- Action item:
A bare count is the expected answer, namely the number of lines in the records that have the word "background".

[Stored data]
**********

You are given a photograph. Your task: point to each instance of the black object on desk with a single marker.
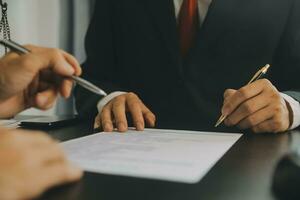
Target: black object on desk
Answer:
(286, 180)
(49, 121)
(245, 172)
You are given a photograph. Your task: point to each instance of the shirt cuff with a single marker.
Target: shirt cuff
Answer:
(104, 101)
(295, 106)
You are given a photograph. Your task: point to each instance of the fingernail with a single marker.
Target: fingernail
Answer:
(121, 127)
(225, 111)
(75, 172)
(42, 100)
(108, 127)
(139, 126)
(69, 68)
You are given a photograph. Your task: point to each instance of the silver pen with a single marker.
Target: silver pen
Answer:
(80, 81)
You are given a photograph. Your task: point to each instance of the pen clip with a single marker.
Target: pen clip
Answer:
(257, 74)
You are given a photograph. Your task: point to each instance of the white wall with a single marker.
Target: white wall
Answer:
(46, 23)
(35, 22)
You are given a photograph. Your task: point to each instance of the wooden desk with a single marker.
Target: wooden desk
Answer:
(245, 172)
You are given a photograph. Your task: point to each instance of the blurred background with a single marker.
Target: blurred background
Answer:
(55, 23)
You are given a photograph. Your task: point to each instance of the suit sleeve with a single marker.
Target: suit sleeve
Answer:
(99, 67)
(286, 63)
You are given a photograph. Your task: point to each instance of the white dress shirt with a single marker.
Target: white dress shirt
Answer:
(203, 6)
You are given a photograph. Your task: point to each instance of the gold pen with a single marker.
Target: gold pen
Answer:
(257, 76)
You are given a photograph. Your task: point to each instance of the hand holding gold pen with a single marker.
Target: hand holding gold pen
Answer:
(256, 77)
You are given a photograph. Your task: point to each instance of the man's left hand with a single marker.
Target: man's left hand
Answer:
(258, 106)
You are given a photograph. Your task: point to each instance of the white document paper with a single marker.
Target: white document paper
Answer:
(180, 156)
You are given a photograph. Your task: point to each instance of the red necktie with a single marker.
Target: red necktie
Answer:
(188, 25)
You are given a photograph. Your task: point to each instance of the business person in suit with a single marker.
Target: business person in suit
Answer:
(179, 57)
(31, 162)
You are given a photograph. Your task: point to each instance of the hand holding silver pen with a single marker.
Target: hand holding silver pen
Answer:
(84, 83)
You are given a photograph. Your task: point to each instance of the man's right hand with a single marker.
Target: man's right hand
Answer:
(113, 115)
(35, 79)
(31, 163)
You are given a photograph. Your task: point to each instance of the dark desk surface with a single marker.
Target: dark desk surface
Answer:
(245, 172)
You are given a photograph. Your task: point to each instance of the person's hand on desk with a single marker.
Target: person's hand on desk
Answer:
(31, 163)
(35, 79)
(113, 114)
(258, 106)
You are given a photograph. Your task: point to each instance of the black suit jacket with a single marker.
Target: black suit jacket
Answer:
(133, 46)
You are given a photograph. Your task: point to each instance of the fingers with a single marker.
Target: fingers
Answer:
(228, 93)
(46, 99)
(114, 113)
(73, 61)
(119, 111)
(247, 108)
(66, 88)
(106, 119)
(244, 94)
(135, 108)
(259, 107)
(149, 117)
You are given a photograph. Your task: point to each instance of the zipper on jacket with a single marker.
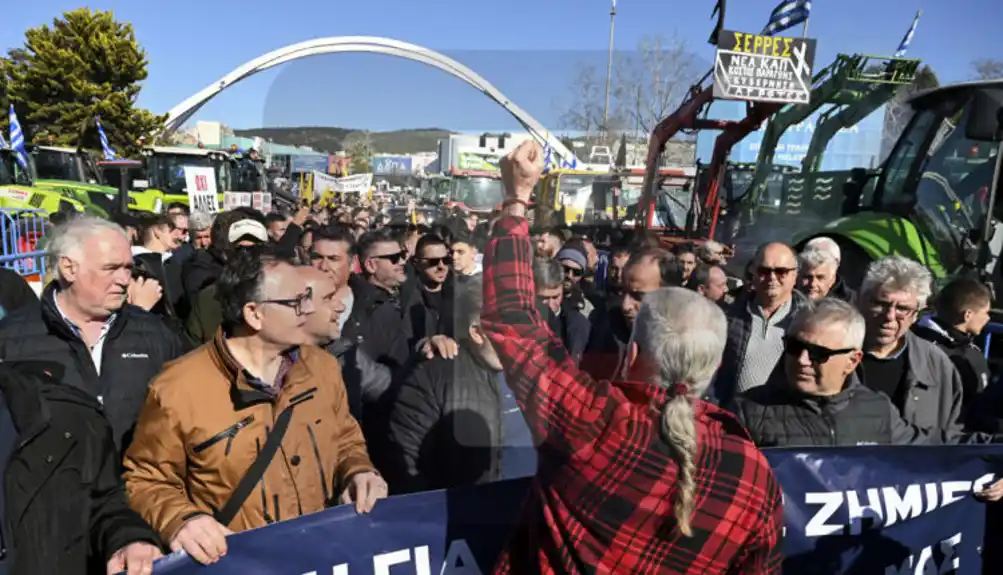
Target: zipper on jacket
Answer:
(264, 492)
(229, 434)
(320, 467)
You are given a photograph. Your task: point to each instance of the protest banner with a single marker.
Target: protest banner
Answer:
(357, 184)
(201, 184)
(887, 510)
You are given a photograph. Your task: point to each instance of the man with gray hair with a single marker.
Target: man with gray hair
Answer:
(818, 398)
(453, 421)
(917, 375)
(107, 347)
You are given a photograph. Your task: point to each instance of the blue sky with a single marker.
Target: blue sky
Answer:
(527, 48)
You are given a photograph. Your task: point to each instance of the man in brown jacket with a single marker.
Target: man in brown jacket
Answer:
(191, 470)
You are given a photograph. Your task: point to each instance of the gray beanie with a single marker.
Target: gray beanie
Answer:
(575, 255)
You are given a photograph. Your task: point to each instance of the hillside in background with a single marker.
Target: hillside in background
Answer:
(333, 139)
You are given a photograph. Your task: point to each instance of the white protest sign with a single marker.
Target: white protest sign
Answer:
(233, 200)
(202, 193)
(356, 184)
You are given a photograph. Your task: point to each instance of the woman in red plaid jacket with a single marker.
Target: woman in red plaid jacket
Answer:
(634, 477)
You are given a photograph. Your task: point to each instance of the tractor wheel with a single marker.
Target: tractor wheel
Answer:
(854, 264)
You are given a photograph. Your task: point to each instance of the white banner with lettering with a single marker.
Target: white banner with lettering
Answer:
(201, 183)
(357, 184)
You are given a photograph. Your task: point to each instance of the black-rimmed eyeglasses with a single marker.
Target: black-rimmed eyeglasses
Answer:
(294, 303)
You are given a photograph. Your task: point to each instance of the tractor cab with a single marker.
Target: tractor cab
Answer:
(479, 192)
(940, 185)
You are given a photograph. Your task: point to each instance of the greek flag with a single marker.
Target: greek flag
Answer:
(788, 13)
(109, 153)
(904, 45)
(17, 139)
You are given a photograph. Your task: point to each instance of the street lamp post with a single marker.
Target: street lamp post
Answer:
(609, 72)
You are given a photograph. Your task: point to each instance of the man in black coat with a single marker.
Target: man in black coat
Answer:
(68, 515)
(453, 421)
(107, 348)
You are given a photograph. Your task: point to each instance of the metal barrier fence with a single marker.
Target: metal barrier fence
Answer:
(20, 232)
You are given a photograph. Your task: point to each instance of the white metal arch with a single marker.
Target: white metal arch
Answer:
(370, 44)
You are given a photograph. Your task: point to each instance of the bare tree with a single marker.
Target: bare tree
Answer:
(987, 68)
(652, 81)
(583, 111)
(359, 148)
(898, 112)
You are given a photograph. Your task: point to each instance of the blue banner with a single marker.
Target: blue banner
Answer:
(391, 166)
(849, 510)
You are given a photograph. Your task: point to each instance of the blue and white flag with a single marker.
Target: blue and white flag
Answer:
(17, 139)
(788, 13)
(109, 153)
(904, 45)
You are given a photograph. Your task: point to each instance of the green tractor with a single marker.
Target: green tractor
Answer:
(19, 191)
(936, 198)
(74, 174)
(164, 172)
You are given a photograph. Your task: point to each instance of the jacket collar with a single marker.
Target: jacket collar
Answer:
(242, 392)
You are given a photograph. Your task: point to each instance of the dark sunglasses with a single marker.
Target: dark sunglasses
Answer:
(816, 353)
(434, 262)
(392, 258)
(295, 303)
(573, 272)
(764, 271)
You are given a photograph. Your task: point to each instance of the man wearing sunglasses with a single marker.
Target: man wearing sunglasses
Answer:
(377, 321)
(757, 322)
(430, 306)
(917, 375)
(817, 399)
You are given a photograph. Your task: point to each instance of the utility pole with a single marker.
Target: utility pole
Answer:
(609, 73)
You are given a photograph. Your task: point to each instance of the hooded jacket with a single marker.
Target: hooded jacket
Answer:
(779, 415)
(964, 353)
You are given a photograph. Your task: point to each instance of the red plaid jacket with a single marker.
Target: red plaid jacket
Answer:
(602, 499)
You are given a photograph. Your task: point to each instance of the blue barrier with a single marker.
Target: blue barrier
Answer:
(20, 231)
(848, 510)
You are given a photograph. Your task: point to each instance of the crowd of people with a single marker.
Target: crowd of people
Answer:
(185, 376)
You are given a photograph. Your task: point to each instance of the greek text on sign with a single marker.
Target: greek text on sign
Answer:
(763, 68)
(15, 194)
(201, 183)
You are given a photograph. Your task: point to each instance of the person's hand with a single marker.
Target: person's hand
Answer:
(364, 490)
(521, 170)
(301, 216)
(203, 538)
(135, 559)
(440, 345)
(992, 493)
(144, 293)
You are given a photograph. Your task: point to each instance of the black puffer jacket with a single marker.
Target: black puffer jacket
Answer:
(64, 509)
(778, 415)
(200, 271)
(135, 347)
(964, 353)
(445, 426)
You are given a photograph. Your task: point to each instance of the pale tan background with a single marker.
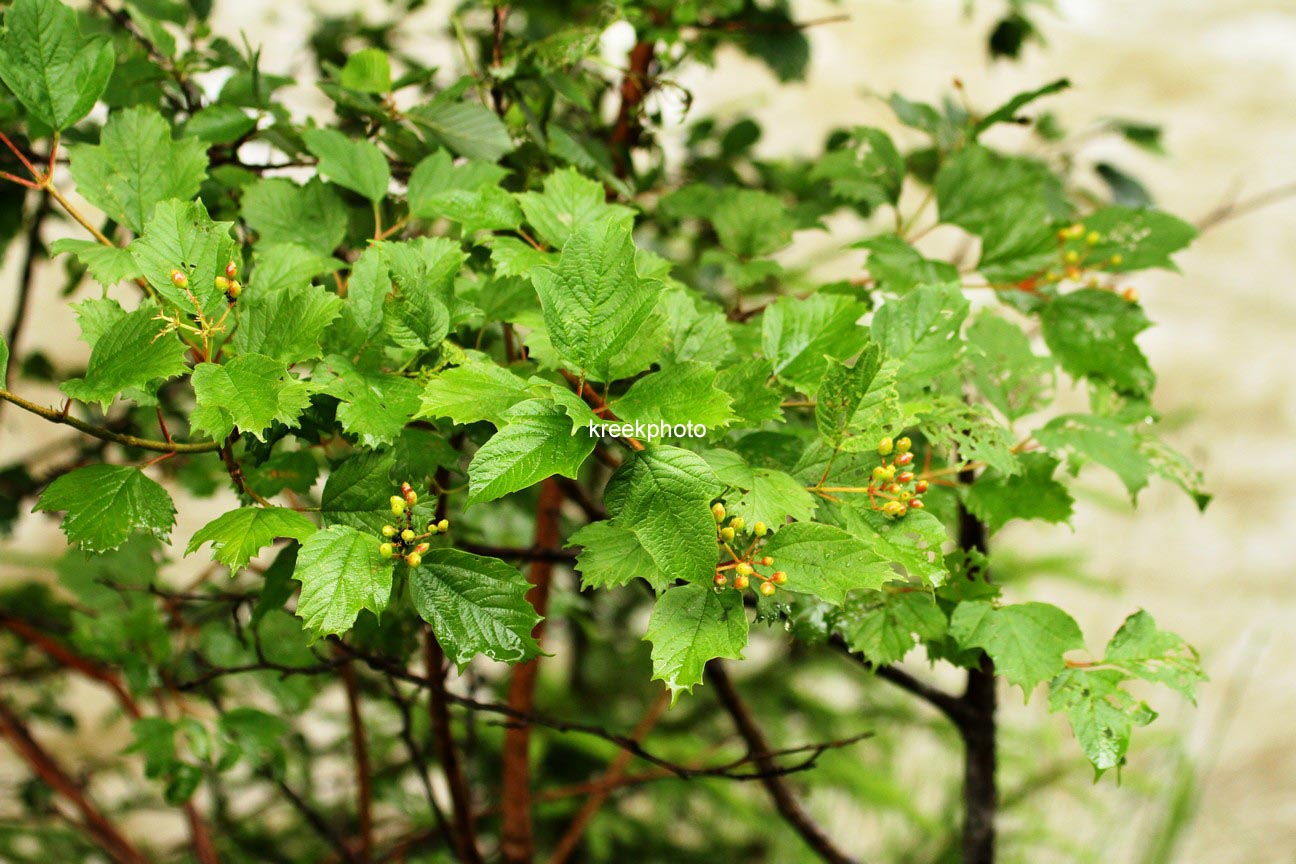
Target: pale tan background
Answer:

**********

- Answer box:
6